**Tasks**
(1) In the seed germination text, copy the part from "Seed Germination Light" to "they be broken?", substituting "young plants" for each "seedlings".
(2) Answer these questions from the seed germination text:
(a) How many days do peppers take to germinate at 86°F?
(b) At what share of field capacity does field soil usually need moisture?
(c) Which plant hormone is named as able to prevent germination?

___ Text segment

The Favorable Environment for Seed Germination

Seeds require specific temperature, moisture, and light to germinate. Without an optimal environment, germination may take longer and at an inconsistent pace. In this section, we will discuss each of these requirements.

Seed Germination Temperature Requirements

Seeds have ideal temperature ranges for germination:

• The minimum temperature is the lowest temperature at which seeds can successfully germinate.

• The maximum temperature is the highest temperature at which seeds can successfully germinate.

• The ideal temperature is the temperature at which seeds germinate rapidly and consistently.

Temperatures lower than the minimum or higher than the maximum temperature can cause seed damage or dormancy, which we will discuss further later on. To measure soil temperature, insert a soil thermometer around 3 to 4 inches deep from the soil surface and note the temperature reading.

One way to obtain optimal germination temperature in growing media is using germination mats. Such mats can be used to adjust the temperature depending on the needs of the seeds. Peppers, for example, germinate in 8 days at 86°F but take more than 13 days at 58°F.

Seed Germination Moisture Requirements

Seeds also require the right amount of moisture to initiate the metabolic processes that lead to germination. For example, field soil usually requires moisture at 50-75% of field capacity. Additionally, seeds need proper soil aeration which can be achieved if the seedbed has a fine texture and enough seed-to-soil contact.

Without proper soil aeration–for example, it has too much moisture or is too compact—the carbon dioxide released by the seeds will not dissolve and move away from the seeds, causing them to suffocate.

Seed Germination Light Requirements

It is also important to note that seeds and seedlings have different light requirements. After germination, most seedlings need light; without enough light, seedlings can become spindly or leggy.

Seed dormancy

Since we talked about how seeds germinate, it may also be helpful to touch on why seeds might not germinate, a state called seed dormancy. Seed dormancy is a condition that prevents seeds from germinating even under ideal conditions.

What are the types of seed dormancy and how can they be broken?

Seed dormancy can be physical or chemical:

• Physical dormancy is where seeds have a hard or thick seed coat.

  • Soaking or scratching the surface can break this type of seed dormancy and allow the seed to germinate.

• Chemical dormancy is where seeds have internal or metabolic conditions that hinder germination. Certain plant hormones like abscisic acid can prevent germination.

______
___ Data listing

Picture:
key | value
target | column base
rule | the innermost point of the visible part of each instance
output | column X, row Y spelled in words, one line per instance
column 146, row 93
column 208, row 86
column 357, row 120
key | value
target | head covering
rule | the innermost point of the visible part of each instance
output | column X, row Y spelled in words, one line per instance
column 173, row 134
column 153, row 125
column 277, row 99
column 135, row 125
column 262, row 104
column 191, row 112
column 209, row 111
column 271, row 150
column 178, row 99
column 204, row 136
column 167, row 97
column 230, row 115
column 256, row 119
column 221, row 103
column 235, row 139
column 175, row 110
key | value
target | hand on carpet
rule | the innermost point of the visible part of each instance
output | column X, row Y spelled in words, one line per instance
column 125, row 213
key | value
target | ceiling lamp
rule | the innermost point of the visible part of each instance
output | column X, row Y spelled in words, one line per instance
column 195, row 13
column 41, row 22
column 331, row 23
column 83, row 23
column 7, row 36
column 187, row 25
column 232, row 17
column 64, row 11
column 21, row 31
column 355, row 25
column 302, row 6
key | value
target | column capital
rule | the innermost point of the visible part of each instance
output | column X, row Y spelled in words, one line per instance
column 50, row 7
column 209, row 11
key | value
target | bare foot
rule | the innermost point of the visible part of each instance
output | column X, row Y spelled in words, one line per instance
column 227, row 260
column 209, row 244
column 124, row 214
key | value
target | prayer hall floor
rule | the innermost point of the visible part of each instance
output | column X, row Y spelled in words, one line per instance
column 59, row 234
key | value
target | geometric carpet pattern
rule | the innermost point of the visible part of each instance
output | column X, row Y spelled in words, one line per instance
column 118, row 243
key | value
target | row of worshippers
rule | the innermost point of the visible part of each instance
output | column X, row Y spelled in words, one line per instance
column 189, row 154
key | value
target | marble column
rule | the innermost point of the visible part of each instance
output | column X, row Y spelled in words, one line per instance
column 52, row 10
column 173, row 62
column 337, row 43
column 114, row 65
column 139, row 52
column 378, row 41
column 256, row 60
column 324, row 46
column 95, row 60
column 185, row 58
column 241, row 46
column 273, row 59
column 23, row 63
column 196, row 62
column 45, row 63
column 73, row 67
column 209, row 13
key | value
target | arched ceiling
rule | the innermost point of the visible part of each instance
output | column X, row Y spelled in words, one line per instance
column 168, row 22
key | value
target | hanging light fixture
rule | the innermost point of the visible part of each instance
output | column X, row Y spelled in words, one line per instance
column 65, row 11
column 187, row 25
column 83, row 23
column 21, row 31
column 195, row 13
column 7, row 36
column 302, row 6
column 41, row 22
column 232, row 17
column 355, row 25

______
___ Data listing

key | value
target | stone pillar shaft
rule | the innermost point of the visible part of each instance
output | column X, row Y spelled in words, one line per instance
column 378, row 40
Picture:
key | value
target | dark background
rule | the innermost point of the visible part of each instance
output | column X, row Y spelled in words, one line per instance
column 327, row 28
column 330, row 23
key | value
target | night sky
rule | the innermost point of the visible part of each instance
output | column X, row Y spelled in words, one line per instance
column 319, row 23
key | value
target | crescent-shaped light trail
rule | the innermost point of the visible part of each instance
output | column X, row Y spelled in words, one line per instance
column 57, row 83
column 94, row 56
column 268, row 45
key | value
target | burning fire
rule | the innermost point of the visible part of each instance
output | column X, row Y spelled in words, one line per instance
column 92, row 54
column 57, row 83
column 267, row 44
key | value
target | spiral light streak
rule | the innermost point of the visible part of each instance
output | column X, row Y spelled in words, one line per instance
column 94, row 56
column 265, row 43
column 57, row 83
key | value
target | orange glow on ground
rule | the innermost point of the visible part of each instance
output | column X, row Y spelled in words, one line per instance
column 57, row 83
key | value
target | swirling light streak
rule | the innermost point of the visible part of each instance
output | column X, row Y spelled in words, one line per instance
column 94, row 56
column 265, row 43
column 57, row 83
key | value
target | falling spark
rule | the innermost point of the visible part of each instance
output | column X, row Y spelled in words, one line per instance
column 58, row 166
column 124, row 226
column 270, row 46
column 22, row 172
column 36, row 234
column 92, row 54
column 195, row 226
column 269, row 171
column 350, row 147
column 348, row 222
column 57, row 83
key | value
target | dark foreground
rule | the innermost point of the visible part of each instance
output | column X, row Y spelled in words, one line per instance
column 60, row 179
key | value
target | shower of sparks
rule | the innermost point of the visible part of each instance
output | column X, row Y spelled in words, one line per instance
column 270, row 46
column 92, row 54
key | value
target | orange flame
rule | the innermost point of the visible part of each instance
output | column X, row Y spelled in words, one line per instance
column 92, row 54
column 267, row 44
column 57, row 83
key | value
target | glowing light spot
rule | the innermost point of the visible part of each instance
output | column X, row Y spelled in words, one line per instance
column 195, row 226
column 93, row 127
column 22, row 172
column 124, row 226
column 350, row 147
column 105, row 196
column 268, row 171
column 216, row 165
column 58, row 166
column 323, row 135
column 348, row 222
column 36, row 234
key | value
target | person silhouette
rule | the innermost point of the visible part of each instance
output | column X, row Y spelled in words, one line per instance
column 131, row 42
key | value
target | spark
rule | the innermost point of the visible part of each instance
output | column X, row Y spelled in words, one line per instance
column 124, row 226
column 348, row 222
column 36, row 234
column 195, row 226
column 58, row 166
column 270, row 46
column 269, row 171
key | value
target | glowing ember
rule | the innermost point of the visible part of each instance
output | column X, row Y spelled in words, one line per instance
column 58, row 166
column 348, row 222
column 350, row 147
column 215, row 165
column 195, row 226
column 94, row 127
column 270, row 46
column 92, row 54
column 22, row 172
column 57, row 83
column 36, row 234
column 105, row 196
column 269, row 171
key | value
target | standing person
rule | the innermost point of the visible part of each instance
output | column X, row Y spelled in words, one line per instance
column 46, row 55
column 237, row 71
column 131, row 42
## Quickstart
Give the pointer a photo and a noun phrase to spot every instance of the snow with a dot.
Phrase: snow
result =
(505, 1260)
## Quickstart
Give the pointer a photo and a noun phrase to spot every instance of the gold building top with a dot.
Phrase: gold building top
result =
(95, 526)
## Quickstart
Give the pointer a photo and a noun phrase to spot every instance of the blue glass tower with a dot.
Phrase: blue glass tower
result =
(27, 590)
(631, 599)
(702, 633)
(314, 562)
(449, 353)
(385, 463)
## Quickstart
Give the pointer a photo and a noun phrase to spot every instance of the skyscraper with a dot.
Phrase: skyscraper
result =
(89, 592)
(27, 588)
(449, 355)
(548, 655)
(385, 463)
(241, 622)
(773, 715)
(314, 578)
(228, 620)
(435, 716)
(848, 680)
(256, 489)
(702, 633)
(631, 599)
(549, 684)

______
___ Data listing

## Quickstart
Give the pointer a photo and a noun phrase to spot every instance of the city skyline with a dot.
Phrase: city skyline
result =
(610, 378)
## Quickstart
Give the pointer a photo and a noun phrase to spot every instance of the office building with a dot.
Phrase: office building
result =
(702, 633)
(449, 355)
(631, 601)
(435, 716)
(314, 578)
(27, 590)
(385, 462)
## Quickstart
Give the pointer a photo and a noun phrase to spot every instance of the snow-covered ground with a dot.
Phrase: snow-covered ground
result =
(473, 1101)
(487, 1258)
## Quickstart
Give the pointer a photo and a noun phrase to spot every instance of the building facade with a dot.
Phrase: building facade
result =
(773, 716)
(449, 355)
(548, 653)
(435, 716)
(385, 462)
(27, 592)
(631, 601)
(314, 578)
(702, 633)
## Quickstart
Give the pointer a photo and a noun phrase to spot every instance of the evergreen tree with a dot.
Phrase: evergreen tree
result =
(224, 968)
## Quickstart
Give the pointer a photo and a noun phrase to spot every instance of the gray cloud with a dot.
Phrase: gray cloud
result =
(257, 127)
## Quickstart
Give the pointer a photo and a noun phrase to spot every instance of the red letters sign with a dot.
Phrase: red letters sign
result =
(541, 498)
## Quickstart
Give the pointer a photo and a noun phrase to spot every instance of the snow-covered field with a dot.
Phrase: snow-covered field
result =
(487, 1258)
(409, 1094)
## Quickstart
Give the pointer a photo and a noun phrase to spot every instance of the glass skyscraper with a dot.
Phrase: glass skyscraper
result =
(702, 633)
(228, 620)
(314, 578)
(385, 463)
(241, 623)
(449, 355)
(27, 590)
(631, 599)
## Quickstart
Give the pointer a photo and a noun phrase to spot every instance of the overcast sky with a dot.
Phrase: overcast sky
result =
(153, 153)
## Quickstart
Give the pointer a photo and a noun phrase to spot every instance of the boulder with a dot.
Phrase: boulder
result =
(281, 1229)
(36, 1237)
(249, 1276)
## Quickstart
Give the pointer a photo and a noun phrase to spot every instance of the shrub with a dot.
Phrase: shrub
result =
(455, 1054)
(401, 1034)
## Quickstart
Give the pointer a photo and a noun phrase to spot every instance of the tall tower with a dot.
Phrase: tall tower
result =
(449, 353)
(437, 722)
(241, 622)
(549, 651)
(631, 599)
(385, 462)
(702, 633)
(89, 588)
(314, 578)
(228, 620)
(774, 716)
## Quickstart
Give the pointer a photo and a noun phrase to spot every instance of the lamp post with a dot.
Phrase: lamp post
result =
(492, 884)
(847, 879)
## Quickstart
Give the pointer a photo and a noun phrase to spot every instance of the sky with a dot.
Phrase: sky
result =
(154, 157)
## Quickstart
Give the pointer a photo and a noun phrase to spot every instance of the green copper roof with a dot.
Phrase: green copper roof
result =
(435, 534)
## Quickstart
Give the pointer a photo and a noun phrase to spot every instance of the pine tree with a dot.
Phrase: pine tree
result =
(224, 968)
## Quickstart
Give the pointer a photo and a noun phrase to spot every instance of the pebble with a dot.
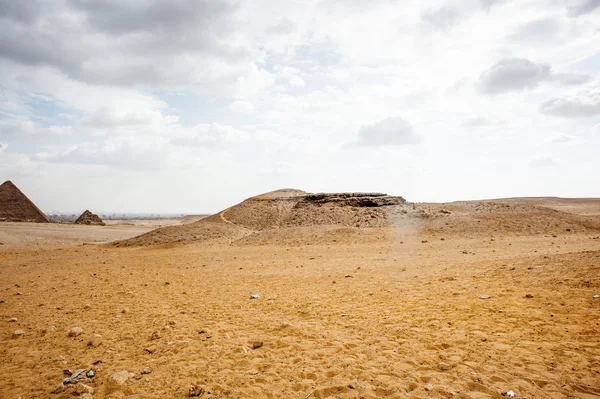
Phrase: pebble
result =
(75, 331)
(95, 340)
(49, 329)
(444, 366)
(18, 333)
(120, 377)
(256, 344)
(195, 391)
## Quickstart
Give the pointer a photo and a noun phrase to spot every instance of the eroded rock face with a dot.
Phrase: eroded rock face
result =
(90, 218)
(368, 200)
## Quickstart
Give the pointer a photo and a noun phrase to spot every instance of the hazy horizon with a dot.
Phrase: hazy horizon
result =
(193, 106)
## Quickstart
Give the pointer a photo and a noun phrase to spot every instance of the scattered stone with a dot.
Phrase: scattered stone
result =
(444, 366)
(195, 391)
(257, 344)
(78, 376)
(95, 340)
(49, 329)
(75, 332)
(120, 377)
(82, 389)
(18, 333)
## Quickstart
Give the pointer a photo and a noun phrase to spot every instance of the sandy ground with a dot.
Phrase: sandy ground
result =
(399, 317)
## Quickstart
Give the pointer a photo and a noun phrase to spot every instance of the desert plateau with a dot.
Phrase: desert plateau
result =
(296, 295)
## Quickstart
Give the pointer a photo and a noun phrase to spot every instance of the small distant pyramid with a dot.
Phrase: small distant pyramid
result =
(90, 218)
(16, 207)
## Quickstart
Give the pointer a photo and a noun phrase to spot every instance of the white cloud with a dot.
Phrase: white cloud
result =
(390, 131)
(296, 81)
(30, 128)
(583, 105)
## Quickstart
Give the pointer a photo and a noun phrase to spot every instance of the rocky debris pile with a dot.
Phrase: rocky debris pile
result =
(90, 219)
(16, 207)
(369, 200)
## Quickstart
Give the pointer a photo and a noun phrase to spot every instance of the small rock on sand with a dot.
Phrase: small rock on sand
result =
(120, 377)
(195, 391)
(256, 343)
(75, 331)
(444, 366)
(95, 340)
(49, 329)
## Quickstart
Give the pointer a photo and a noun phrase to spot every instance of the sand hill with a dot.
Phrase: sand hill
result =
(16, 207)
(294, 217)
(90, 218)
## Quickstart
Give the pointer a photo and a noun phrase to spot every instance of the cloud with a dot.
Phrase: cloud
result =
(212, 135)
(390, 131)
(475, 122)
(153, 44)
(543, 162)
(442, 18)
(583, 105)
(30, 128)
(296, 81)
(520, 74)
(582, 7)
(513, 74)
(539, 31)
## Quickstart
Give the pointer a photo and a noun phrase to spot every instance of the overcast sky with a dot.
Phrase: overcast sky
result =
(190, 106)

______

**Solution set**
(1)
Seed Germination Light Requirements

It is also important to note that seeds and young plants have different light requirements. After germination, most young plants need light; without enough light, young plants can become spindly or leggy.

Seed dormancy

Since we talked about how seeds germinate, it may also be helpful to touch on why seeds might not germinate, a state called seed dormancy. Seed dormancy is a condition that prevents seeds from germinating even under ideal conditions.

What are the types of seed dormancy and how can they be broken?

(2)
(a) 8 days
(b) 50-75% of field capacity
(c) Abscisic acid